Exercise instructions: How many lines in the records below contain the string "stripe"? Reply with the number alone.

(Entries pointing to named objects)
◆ ◆ ◆ ◆ ◆
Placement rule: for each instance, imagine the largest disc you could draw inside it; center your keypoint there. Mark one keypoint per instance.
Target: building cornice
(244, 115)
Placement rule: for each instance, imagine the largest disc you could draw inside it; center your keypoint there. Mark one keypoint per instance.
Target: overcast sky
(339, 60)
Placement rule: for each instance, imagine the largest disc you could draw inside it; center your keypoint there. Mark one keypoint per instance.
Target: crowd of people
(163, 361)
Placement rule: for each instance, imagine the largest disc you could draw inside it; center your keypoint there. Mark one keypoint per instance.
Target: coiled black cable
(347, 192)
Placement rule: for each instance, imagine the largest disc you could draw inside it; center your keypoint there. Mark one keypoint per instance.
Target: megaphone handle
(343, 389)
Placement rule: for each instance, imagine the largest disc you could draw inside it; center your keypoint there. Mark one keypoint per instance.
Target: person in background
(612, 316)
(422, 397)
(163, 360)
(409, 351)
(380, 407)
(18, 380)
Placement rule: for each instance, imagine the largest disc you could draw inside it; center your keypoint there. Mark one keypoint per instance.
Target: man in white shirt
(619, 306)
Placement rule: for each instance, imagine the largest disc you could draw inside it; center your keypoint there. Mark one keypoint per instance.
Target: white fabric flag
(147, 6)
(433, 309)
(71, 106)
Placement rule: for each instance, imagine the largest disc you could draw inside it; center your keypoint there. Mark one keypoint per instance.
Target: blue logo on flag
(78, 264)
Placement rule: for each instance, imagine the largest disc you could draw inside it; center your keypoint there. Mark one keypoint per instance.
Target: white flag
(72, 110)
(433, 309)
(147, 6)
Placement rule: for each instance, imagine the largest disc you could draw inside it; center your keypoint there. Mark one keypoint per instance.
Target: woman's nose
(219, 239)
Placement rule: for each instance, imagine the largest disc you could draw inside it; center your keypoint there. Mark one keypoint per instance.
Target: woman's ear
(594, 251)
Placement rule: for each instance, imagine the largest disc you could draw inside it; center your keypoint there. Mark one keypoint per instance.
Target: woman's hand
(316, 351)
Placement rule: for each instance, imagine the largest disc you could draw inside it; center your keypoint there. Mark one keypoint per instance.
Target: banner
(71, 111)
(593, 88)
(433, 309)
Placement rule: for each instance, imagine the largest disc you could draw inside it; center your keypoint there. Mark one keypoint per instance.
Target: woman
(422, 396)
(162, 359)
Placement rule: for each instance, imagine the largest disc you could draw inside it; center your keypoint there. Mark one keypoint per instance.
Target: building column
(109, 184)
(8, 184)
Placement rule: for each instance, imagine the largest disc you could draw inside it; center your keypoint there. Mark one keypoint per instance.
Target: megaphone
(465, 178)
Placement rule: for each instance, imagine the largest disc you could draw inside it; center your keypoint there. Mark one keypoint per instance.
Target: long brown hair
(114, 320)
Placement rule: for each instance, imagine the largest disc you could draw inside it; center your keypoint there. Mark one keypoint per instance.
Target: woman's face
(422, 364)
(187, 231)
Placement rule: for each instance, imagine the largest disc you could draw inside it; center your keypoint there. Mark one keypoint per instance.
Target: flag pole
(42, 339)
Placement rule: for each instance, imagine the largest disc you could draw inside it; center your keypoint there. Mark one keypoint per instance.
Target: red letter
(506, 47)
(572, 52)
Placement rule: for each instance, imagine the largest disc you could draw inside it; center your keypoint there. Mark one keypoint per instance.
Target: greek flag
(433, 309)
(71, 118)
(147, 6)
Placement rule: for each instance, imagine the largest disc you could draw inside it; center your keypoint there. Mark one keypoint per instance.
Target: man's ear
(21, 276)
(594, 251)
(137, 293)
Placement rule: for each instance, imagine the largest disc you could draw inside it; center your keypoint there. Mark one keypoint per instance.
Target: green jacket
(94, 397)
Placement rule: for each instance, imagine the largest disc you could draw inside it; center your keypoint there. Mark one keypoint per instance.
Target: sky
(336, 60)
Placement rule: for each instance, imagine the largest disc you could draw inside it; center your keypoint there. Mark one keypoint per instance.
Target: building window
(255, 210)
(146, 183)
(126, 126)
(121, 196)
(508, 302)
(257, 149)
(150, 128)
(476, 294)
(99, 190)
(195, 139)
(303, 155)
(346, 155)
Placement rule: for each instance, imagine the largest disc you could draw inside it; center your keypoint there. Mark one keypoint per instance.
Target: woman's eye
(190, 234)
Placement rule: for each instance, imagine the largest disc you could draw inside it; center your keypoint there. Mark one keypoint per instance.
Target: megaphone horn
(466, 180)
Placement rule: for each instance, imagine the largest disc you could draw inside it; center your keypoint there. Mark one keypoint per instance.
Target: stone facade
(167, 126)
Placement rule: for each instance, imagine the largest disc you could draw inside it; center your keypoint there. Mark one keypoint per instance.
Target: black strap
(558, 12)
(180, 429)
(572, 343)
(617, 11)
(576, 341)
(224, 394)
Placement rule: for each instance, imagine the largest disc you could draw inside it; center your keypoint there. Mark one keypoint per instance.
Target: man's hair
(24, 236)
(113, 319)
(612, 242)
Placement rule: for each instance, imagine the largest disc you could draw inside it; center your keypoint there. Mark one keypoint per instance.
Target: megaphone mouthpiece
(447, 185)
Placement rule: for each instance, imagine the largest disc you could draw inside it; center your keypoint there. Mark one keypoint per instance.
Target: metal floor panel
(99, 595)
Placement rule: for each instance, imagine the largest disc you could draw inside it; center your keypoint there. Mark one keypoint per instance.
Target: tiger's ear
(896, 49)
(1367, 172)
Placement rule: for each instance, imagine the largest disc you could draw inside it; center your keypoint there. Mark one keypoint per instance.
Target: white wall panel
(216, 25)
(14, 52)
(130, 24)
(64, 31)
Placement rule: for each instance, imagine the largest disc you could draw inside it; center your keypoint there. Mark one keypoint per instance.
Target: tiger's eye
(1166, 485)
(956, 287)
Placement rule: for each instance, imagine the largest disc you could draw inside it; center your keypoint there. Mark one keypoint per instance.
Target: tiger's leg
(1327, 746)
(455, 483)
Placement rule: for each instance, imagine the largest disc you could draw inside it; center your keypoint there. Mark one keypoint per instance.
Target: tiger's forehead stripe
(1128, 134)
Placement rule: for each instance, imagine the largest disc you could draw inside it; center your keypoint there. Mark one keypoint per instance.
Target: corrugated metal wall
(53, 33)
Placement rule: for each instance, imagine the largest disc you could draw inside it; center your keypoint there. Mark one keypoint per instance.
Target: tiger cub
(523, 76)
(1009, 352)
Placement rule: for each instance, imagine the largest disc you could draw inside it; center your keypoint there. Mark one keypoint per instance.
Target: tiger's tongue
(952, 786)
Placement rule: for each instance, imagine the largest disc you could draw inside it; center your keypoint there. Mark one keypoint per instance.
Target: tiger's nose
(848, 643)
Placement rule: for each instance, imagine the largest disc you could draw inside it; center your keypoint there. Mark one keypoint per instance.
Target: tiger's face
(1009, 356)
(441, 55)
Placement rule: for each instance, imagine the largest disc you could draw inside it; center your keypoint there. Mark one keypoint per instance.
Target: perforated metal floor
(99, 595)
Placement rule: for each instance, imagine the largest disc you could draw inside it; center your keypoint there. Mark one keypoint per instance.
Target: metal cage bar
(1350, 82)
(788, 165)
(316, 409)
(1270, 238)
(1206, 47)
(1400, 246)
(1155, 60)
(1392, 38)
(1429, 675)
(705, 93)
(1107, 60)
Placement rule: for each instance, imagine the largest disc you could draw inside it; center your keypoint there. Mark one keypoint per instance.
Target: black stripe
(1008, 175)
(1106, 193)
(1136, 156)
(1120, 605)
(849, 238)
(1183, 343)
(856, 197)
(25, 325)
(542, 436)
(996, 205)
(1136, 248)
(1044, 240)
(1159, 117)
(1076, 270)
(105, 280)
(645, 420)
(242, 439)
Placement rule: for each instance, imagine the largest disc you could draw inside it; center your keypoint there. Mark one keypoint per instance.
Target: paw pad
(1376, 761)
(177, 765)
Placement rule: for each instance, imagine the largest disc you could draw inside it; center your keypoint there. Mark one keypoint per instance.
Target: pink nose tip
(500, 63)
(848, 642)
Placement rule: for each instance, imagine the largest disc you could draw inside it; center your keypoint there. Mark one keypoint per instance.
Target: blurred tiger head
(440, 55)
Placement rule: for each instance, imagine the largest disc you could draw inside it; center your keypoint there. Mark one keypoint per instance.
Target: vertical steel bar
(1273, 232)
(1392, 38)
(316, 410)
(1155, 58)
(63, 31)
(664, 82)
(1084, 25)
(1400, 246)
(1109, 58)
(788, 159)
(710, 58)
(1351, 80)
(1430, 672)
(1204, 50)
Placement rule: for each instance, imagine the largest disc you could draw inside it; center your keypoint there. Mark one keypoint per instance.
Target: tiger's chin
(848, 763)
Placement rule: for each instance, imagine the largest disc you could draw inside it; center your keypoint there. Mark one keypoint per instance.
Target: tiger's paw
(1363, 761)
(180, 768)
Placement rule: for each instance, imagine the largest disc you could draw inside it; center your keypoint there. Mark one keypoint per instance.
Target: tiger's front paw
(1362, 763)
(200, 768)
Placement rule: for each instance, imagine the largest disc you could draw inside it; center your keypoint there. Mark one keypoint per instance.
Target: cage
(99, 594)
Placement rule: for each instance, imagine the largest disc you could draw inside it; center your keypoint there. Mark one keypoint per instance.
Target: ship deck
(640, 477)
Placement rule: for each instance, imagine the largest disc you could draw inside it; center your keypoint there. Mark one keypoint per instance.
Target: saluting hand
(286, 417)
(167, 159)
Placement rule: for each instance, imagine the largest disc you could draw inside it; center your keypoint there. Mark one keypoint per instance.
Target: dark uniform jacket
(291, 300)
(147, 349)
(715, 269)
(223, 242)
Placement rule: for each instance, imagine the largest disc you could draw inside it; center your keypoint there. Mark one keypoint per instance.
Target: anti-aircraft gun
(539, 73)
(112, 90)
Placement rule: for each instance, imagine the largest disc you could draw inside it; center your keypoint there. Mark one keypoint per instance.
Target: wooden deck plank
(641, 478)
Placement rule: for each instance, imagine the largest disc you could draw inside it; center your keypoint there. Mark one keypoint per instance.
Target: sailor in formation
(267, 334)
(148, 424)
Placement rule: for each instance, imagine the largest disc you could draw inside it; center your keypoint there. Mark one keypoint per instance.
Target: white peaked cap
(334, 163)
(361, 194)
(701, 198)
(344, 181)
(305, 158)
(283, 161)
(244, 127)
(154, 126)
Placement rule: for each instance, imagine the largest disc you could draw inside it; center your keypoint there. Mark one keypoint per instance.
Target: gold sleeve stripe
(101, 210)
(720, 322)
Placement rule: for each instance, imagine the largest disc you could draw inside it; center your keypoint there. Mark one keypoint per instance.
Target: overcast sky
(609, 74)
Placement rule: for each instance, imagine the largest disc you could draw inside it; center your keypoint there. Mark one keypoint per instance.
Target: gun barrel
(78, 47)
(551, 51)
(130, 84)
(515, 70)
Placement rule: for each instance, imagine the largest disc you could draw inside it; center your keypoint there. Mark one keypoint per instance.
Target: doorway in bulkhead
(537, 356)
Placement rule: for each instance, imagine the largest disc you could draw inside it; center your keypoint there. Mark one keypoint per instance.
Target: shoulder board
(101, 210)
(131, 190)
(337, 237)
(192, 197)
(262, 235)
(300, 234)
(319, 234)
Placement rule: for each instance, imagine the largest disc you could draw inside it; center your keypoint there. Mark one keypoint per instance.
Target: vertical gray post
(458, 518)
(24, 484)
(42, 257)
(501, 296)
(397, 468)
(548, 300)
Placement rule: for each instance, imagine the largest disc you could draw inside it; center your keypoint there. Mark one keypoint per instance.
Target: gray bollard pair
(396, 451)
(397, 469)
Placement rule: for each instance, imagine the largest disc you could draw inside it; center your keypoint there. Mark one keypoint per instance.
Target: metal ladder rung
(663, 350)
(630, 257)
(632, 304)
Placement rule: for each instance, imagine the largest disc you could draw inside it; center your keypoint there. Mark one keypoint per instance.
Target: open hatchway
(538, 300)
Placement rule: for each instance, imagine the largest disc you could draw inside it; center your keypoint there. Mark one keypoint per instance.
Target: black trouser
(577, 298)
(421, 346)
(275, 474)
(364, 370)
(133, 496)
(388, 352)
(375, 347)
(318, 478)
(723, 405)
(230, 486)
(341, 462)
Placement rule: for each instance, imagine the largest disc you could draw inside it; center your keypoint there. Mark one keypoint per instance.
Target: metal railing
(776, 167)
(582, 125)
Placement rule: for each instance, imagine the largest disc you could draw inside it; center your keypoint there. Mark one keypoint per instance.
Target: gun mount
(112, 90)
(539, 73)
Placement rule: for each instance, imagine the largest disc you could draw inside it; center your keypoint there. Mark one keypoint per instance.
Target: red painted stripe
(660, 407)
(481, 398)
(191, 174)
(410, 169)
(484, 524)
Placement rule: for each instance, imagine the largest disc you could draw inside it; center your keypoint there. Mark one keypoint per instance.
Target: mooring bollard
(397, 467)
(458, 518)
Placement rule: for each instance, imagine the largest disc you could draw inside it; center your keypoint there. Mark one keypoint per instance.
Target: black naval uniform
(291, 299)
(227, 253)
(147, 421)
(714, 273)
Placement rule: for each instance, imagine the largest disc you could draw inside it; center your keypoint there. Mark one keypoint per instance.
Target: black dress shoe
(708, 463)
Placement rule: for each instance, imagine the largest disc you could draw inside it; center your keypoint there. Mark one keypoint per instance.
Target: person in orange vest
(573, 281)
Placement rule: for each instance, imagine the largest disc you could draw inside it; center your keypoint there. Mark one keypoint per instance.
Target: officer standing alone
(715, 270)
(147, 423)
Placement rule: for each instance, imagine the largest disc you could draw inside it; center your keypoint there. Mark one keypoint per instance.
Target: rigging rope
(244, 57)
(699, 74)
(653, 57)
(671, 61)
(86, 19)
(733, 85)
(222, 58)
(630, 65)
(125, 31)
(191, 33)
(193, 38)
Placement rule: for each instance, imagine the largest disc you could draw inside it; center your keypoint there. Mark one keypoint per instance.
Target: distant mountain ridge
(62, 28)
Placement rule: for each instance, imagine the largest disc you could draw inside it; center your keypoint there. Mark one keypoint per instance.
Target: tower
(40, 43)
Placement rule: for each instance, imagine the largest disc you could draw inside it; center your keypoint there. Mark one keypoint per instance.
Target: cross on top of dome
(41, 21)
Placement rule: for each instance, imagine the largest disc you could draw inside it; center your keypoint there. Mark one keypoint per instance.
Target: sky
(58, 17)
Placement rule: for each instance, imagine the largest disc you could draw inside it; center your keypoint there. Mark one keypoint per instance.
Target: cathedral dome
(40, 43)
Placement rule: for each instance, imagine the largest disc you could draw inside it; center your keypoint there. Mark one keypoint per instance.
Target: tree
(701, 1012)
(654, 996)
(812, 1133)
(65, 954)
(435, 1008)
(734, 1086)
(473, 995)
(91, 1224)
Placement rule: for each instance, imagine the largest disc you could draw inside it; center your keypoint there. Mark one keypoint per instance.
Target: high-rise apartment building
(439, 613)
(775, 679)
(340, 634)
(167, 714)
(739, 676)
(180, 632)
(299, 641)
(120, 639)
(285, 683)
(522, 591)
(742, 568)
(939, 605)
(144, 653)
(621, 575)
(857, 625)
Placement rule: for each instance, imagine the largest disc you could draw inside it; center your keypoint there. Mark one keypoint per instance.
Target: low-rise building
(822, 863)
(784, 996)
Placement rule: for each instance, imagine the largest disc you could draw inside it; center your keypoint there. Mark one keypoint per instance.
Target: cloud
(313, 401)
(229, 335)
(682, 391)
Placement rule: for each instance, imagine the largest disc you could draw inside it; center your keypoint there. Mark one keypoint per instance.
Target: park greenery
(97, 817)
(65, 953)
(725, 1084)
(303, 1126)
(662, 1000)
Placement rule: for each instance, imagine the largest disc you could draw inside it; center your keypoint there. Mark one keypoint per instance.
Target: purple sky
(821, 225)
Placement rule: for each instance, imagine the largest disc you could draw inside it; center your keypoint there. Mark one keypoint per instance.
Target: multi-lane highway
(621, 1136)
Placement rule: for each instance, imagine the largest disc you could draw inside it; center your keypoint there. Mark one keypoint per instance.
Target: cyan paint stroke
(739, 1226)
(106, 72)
◆ ◆ ◆ ◆ ◆
Solution for this task: 4